**TO DO**:
1) Retype the passage of the flying fox article starting at "This bat is" and ending at "the day-active birds.".
2) According to the flying fox article, which two species of flying fox live in the Goulburn Broken catchment?
3) Carry on the article about flying foxes from the point where it stops.

Turtle

This bat is a mega important flying mammal

Wednesday 8 May, 2024
The Goulburn Broken Catchment Management Authority is celebrating birds and bats in 2024 with the Year of the Wing community awareness campaign. This month, megabats are featured.

Flying foxes, also known as fruit bats, are megabat mammals. They first appeared in the fossil record about 50 million years ago and it’s thought they evolved as night-active to take advantage of the ‘empty airspace’ left by the day-active birds. 

Although called flying foxes, other than being a mammal, megabats are not related to foxes - their name comes from their “foxy” facial features. Unlike microbats that use reflected sound to seek out their insect prey, megabats rely upon their large eyes and keen nose to seek food at night.

Goulburn Broken CMA project officer, Janice Mentiplay-Smith, said the Goulburn Broken catchment was home to two species of flying fox: the threatened Grey-headed Flying-fox (Pteropus poliocephalus) and the Little Red Flying-fox (Pteropus scapulatus).

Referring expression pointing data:
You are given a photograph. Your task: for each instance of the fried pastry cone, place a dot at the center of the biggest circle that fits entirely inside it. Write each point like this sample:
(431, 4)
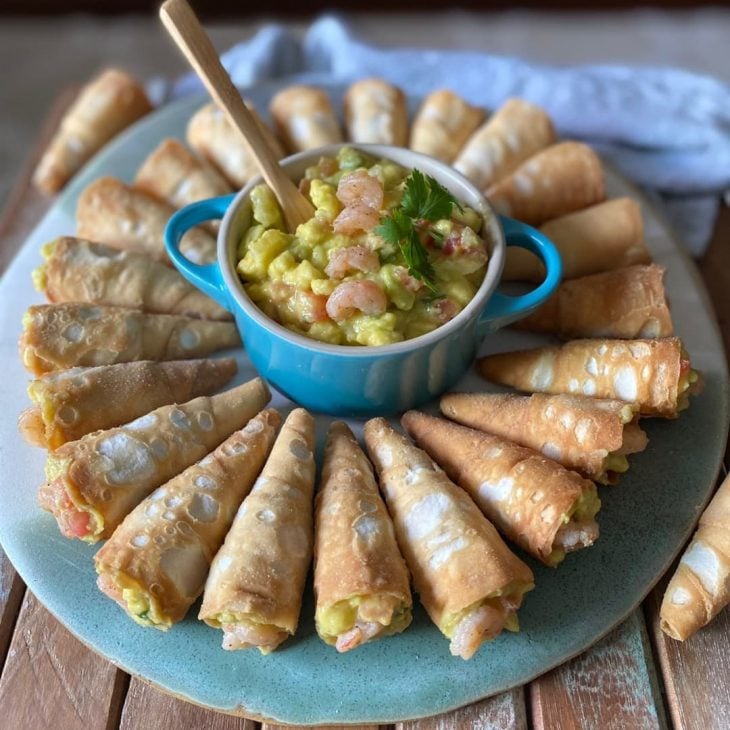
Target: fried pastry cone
(76, 270)
(603, 237)
(443, 124)
(515, 132)
(655, 374)
(103, 108)
(469, 581)
(213, 137)
(700, 587)
(172, 174)
(93, 483)
(588, 435)
(156, 562)
(361, 583)
(71, 403)
(304, 118)
(625, 303)
(560, 179)
(254, 590)
(376, 112)
(59, 336)
(535, 502)
(108, 211)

**YOUR RESPONSES**:
1)
This bat is a mega important flying mammal

Wednesday 8 May, 2024
The Goulburn Broken Catchment Management Authority is celebrating birds and bats in 2024 with the Year of the Wing community awareness campaign. This month, megabats are featured.

Flying foxes, also known as fruit bats, are megabat mammals. They first appeared in the fossil record about 50 million years ago and it’s thought they evolved as night-active to take advantage of the ‘empty airspace’ left by the day-active birds.

2) The threatened Grey-headed Flying-fox (Pteropus poliocephalus) and the Little Red Flying-fox (Pteropus scapulatus).

3)
The Grey-headed Flying-fox is one of the largest bats in the world, weighing up to a kilogram with a wingspan of up to a metre. 

“Bats are the only mammals capable of sustained flight; they are amazing ‘mammals of the air’, and play a very important role in the ecosystem,” Ms Mentiplay-Smith said.

“We usually think of birds and bees pollinating our plants however flying foxes are major pollinators of eucalypts; without them the composition of Australia’s forests would be very different.

“Flying foxes travel up to 80 kilometres each night to feed. During the process of feeding, they transfer pollen from tree to tree which spreads the gene pool and enhances the tree’s capability to survive.

“Because they are integral to seed dispersal and pollination, the rapid decline in flying fox populations is very concerning as this will affect the long-term survival of our unique eucalypt forest and rainforest ecosystems.” 

Roosting above water helps flying foxes remain cool in the summer heat. Grey-headed Flying-foxes roost in camps around swamps, woodlands, patches of rainforest and along creeks. The availability of food influences where they live and move to. If the food source is stable, they will remain at a site for a prolonged time.

Ms Mentiplay-Smith said habitat loss was a major threat to flying foxes.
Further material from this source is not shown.